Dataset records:
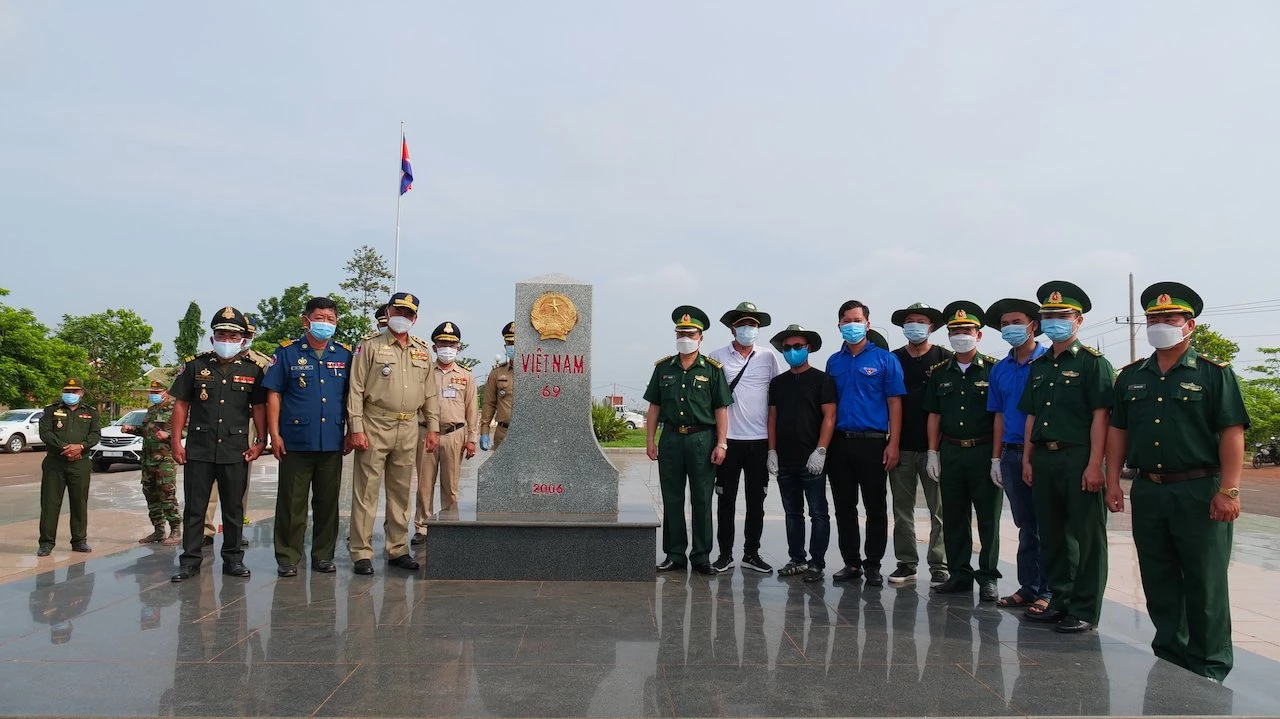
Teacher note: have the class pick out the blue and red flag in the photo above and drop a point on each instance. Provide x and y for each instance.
(406, 169)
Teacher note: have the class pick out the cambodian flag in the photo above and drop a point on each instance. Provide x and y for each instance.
(406, 169)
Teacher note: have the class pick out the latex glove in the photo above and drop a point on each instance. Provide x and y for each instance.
(817, 459)
(932, 465)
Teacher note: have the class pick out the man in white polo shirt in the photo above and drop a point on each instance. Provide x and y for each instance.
(749, 370)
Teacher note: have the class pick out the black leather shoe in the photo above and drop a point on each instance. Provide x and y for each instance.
(403, 562)
(1072, 624)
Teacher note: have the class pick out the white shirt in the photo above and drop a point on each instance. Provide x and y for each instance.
(749, 415)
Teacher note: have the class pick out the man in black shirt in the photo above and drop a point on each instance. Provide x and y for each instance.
(918, 357)
(801, 420)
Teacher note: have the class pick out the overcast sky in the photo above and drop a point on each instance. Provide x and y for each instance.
(795, 155)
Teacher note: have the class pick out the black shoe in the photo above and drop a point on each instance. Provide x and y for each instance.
(403, 562)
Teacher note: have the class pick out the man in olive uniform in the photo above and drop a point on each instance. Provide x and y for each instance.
(960, 434)
(460, 425)
(498, 392)
(1068, 404)
(68, 429)
(1179, 420)
(215, 395)
(159, 472)
(688, 393)
(392, 390)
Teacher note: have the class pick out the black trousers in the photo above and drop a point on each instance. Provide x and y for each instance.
(853, 466)
(197, 482)
(743, 457)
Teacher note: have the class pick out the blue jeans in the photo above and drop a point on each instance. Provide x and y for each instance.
(798, 486)
(1031, 562)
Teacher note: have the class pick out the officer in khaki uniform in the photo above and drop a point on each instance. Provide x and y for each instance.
(960, 435)
(689, 394)
(1068, 404)
(68, 427)
(498, 392)
(1179, 420)
(392, 389)
(458, 429)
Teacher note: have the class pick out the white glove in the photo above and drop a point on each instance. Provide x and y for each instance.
(932, 465)
(816, 462)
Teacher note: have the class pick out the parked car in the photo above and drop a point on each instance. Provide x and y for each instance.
(21, 429)
(117, 445)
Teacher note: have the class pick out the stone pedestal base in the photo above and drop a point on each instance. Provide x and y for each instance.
(554, 546)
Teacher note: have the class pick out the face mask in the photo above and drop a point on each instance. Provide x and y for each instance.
(854, 331)
(400, 325)
(746, 334)
(915, 333)
(321, 330)
(1057, 330)
(796, 357)
(1162, 337)
(1014, 334)
(963, 343)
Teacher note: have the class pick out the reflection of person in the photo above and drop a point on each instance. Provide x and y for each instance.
(1179, 420)
(68, 427)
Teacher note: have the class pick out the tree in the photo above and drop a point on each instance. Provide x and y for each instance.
(366, 283)
(119, 347)
(191, 330)
(32, 363)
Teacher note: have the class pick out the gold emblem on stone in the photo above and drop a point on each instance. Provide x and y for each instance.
(553, 316)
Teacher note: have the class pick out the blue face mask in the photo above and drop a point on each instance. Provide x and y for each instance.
(1057, 330)
(796, 357)
(854, 331)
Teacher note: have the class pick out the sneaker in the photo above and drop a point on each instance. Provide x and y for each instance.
(794, 568)
(904, 573)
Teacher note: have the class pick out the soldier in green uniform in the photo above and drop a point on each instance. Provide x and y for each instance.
(1179, 420)
(688, 393)
(960, 434)
(1068, 404)
(68, 429)
(159, 472)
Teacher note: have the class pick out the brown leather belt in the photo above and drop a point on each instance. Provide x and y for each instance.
(1173, 477)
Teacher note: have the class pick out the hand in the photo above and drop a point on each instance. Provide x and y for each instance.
(933, 465)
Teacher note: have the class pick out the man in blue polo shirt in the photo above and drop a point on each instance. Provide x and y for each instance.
(1016, 321)
(865, 444)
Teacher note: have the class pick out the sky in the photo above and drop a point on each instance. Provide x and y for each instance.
(792, 155)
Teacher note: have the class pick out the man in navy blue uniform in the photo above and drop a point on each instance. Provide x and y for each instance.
(306, 413)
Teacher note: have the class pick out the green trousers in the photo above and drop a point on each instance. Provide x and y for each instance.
(1183, 558)
(318, 474)
(686, 458)
(968, 490)
(58, 477)
(1073, 526)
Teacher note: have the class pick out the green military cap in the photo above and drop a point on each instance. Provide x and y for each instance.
(689, 317)
(1057, 296)
(813, 338)
(1164, 298)
(229, 319)
(745, 311)
(899, 316)
(447, 331)
(963, 312)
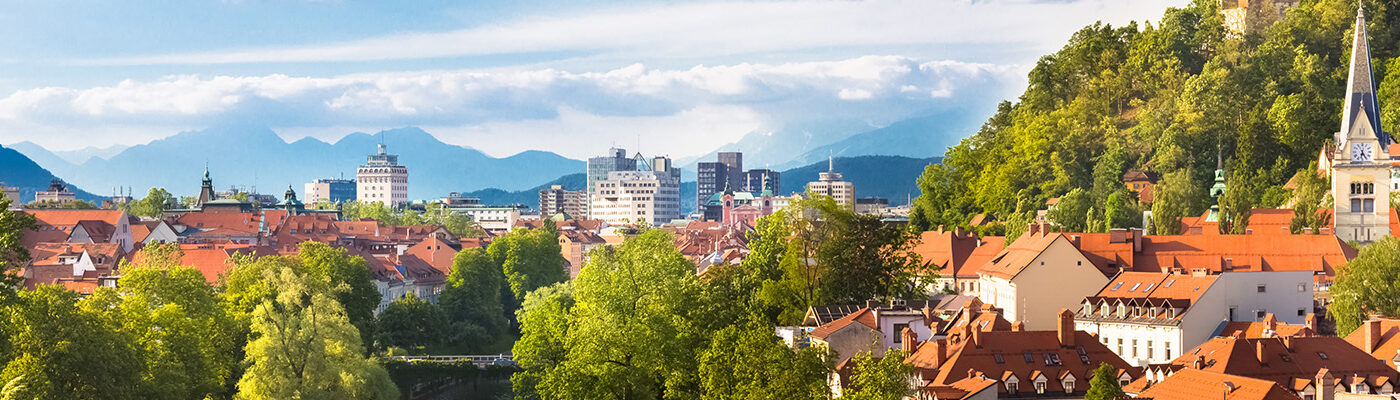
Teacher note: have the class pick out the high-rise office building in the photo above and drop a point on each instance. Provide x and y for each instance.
(382, 179)
(734, 168)
(332, 190)
(756, 181)
(829, 183)
(599, 167)
(556, 200)
(629, 196)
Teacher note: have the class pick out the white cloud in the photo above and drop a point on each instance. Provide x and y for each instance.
(716, 28)
(679, 112)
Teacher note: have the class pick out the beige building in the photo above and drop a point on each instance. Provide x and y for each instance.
(829, 183)
(629, 196)
(13, 195)
(382, 179)
(1038, 276)
(1360, 162)
(559, 200)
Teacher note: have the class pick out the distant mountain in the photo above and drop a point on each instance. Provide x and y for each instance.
(916, 137)
(18, 171)
(258, 158)
(889, 176)
(528, 196)
(45, 157)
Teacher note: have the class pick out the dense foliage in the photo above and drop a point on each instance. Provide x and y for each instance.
(1367, 286)
(1173, 100)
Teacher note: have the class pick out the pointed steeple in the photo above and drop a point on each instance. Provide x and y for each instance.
(1361, 87)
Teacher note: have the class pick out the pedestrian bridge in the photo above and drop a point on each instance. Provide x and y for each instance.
(476, 360)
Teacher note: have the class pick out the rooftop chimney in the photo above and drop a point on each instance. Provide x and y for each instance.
(1270, 325)
(1259, 353)
(1066, 327)
(1372, 334)
(1325, 385)
(940, 351)
(909, 340)
(1117, 235)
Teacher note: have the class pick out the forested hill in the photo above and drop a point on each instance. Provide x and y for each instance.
(1164, 98)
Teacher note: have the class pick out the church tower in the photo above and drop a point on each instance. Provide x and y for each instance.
(1360, 167)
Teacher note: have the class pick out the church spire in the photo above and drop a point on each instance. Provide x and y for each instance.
(1361, 88)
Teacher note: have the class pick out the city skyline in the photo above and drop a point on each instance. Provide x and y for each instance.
(485, 74)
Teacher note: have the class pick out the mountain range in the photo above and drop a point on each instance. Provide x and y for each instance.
(255, 155)
(18, 171)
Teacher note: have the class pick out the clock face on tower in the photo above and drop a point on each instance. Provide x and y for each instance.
(1361, 151)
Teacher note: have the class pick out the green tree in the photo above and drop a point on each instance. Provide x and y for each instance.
(1308, 199)
(177, 322)
(545, 318)
(529, 259)
(884, 378)
(1236, 206)
(1173, 197)
(1070, 213)
(410, 323)
(307, 348)
(153, 204)
(1103, 385)
(746, 361)
(627, 332)
(347, 277)
(472, 300)
(1367, 286)
(13, 253)
(52, 348)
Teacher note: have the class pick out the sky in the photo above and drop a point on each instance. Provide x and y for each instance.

EXERCISE GOAL: Print every entry exactly. Pictures are not part of the copy.

OUTPUT OF THE EXERCISE:
Teacher note: have the class pick out the blue and red flag in the photo above and drop a point on each instance. Provide x and y for each instance.
(406, 169)
Teacher note: have the class pick out the cambodian flag in the photo above and drop a point on each instance. Provide x and y for each instance.
(406, 169)
Teacher note: have the class pick out the latex glove in the photo above and drop a point on each instance. Provide x and y for each instance.
(817, 459)
(932, 465)
Teacher note: have the class pick out the man in white polo shirt in the photo above and drop a point on each instance. Provide x and y for each instance.
(749, 370)
Teacher note: have the class pick out the black leather shoe in the photo above and drop a point on each instance. Provide x and y for each instance.
(403, 562)
(1072, 624)
Teacher note: have the class pick out the white shirt in the photo above and drop a point on each instance. Provide x and y for each instance.
(749, 415)
Teacher note: have the class pick out the man in black shirt in the photo above and drop a point on each instance. Provide x and y for each instance.
(918, 357)
(801, 420)
Teacher note: have the class pick out the overcast sky in the photo above and drop a point on each instance. Provide x and y for each instance.
(795, 155)
Teacher note: have the class pick out the black shoe in the photo above and drop a point on each instance. Provide x and y for each instance.
(403, 562)
Teacher note: have the class pick out the man in olive uniform in the photo above and drop a point on each instance. Provide x and y for each instance.
(960, 434)
(460, 425)
(498, 392)
(1068, 404)
(68, 429)
(1179, 420)
(215, 395)
(159, 472)
(688, 393)
(392, 390)
Teacher note: have the class pick out the black trousers in the photo above and drop a point on each instance. Provide x and y for each instance.
(853, 466)
(197, 482)
(743, 457)
Teacher note: have the class pick out the blue jeans in the photo above and drop a point on each instance. Provide x and y for each instance.
(798, 486)
(1031, 562)
Teacher note: have the class pick out the officer in khaki uniform in the photo above and drop a point on each instance. Provide x and y for each instance.
(960, 435)
(689, 394)
(1068, 404)
(68, 427)
(498, 392)
(1179, 420)
(392, 389)
(458, 429)
Teacher note: have the class pick out the white glove in the photo above and drop a point on each instance. Provide x and y for each instance.
(932, 465)
(816, 462)
Teacher note: have the class pick out the parked car in the photo above and drop a point on each instance. Provide x and y for each instance.
(21, 429)
(117, 445)
Teacher note: have the class pick out the stone pedestal base in the photo above and drop a point on each instance. Provide x and y for each instance.
(554, 546)
Teacher note: have the class pick out the face mask in the photo above and drop a point on each instance. Provide x and y for each instance.
(854, 331)
(400, 325)
(746, 334)
(915, 333)
(321, 330)
(1057, 330)
(796, 357)
(1162, 337)
(1014, 334)
(963, 343)
Teacher note: have the class pick out the reflection of person in the photo above and drop a point on each instance. Provide x and y for each instance.
(1179, 420)
(68, 427)
Teacher note: have the class pick out the tree in the photo above and drop a point on each instance. Provide x and y for each instance.
(366, 283)
(119, 347)
(191, 330)
(32, 363)
Teacher note: have the class pick out the gold emblem on stone in the photo above and drop a point on each instance. Provide x and y for each instance.
(553, 316)
Teacher note: have the class pick out the blue face mask in the photo above and drop a point on each instance. Provide x and y for each instance.
(1057, 330)
(796, 357)
(854, 331)
Teacher note: have the class pick out the sneaker in the photo above and drop a point on each instance. Provide x and y for each instance.
(794, 568)
(904, 573)
Teacher note: have the class pick out the soldier in green uniform in the photo above and drop a point on each instance. Provide x and y for each instance.
(1179, 420)
(688, 393)
(960, 434)
(1068, 404)
(68, 429)
(159, 472)
Teacher note: have the class pick out the brown leather belt in the photo above and drop a point on each instance. Provide x and y for each instance.
(1173, 477)
Teacher note: have the class pick out the hand in the photo above and drop a point on each instance. Provide x and y for each instance.
(933, 465)
Teacher note: have the class pick out the man in blue polo shirt in the photo above and drop a point on each instance. Provide x and y for each instance.
(1016, 321)
(865, 444)
Teacher note: have the class pick out the sky in the photo above and drop a point on each instance. Provide x and y for each instance.
(792, 155)
Teacher note: have the class pick out the man in navy blue uniform in the photo above and drop a point on each instance. Provide x and y for each instance.
(306, 413)
Teacher note: have the class pick out the green trousers in the photo above and drop a point on each instance. Provide x and y for each instance.
(1183, 558)
(318, 474)
(686, 458)
(968, 490)
(58, 477)
(1073, 526)
Teacher note: have the class pick out the green military cap in the photo above and drop a point on each instance. Provide x and y for each instance.
(689, 317)
(1057, 296)
(813, 338)
(1164, 298)
(229, 319)
(745, 311)
(899, 316)
(447, 331)
(963, 312)
Teacher note: have the class pick out the high-rise office building in the photo above and drop a point on each instance. Provide x and y for each instance.
(382, 179)
(734, 168)
(332, 190)
(756, 181)
(829, 183)
(599, 167)
(556, 200)
(629, 196)
Teacher note: have the class pick out the white cloud in the photo above and drop a point on each instance. Provide x and y for each instance.
(716, 28)
(679, 112)
Teacher note: have the class pick out the beige building in the photo above and drop a point on each instance. Provide x and y for each instance.
(829, 183)
(629, 196)
(13, 195)
(382, 179)
(1038, 276)
(1360, 162)
(559, 200)
Teacher note: have the class pick out the distant mountain in the photo above and drop a point on each instance. Provide x and y for each instance.
(916, 137)
(18, 171)
(258, 158)
(889, 176)
(528, 196)
(45, 157)
Teacher note: have the class pick out the dense foliage in the photo above and drop a point on each instance. Provide x and y for each instance.
(1367, 286)
(1173, 100)
Teacher note: have the class pick out the pointed steeple in the photo above and drop a point on each instance. Provide x and y for each instance.
(1361, 87)
Teacher note: have the class pick out the pedestrian bridge in the photo above and drop a point on each instance. Provide x and y for each instance.
(476, 360)
Teacher note: have the class pick out the rooftop chimney in the photo above and drop a point on each instance. Provide x and y for each instance.
(1270, 325)
(1259, 353)
(1066, 327)
(1372, 334)
(1325, 385)
(940, 351)
(909, 340)
(1117, 235)
Teacher note: have the class pick out the forested hill in the photo above and drop a point on each instance. Provide x and y for each instance.
(1164, 98)
Teacher note: have the class pick out the church tower in the photo above and drop a point on each instance. Provide x and y for each instance.
(1360, 167)
Teacher note: have the class pick out the church spire in the photo above and drop a point on each instance. Provide x and y for each instance.
(1361, 88)
Teacher note: have the class pick out the city skyline in the photo above and drop a point on each instance. Provide x and y for each instance.
(485, 74)
Teacher note: have the class pick out the mountain range in the photo above and drop a point on each instance. Provide x and y for each instance.
(255, 155)
(18, 171)
Teacher note: have the class pick out the clock face on tower in the photo above and drop a point on each instance. Provide x and y for each instance.
(1361, 151)
Teacher note: have the class pick out the green tree in the photo above and drop a point on each instance. Provide x and y for each instance.
(1308, 199)
(177, 322)
(545, 318)
(529, 259)
(884, 378)
(1236, 206)
(1173, 197)
(1070, 213)
(410, 323)
(307, 348)
(153, 204)
(1103, 385)
(746, 361)
(627, 332)
(347, 277)
(472, 300)
(1367, 286)
(13, 253)
(52, 348)
Teacher note: have the class pick out the sky in the photo above and drop a point on each instance. Provide x and y for each instance.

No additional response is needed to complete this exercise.